Records for this task ->
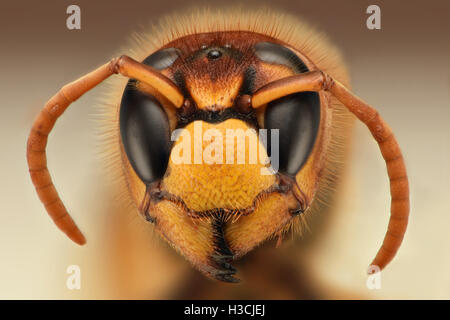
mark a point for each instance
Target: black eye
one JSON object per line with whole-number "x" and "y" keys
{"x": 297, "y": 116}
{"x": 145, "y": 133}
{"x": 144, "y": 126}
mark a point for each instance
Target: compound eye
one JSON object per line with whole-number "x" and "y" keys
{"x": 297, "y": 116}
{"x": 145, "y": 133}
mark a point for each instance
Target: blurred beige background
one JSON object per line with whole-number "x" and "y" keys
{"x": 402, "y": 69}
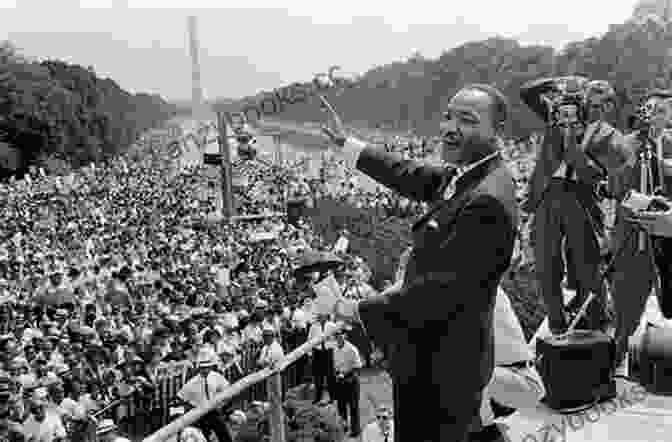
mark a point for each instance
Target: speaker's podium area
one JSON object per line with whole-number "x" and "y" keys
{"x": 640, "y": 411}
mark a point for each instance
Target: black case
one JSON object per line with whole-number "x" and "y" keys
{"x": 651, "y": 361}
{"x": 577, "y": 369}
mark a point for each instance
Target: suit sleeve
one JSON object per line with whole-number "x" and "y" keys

Exercise objective -> Return all of the rows above verbatim, omitting the pictures.

Final answer ->
mark a point for each instance
Target: black eye
one JSON object per line with whole-number "x" and "y" keys
{"x": 297, "y": 116}
{"x": 145, "y": 133}
{"x": 144, "y": 126}
mark a point for each instance
Target: compound eye
one JSON object per line with whole-number "x" and "y" keys
{"x": 297, "y": 116}
{"x": 145, "y": 133}
mark a point for each instance
Target: blurred beige background
one JSON object per line with whole-number "x" and "y" keys
{"x": 402, "y": 69}
mark a point for each instance
Target: speaker's podium area
one JSON object per line with whole-number "x" and "y" keys
{"x": 640, "y": 411}
mark a point for each instance
Target: black case
one JSON object per line with whole-number "x" and "y" keys
{"x": 651, "y": 361}
{"x": 577, "y": 369}
mark a point for each instance
Target: suit sleeve
one JSON object per line with whole-number "x" and "y" keys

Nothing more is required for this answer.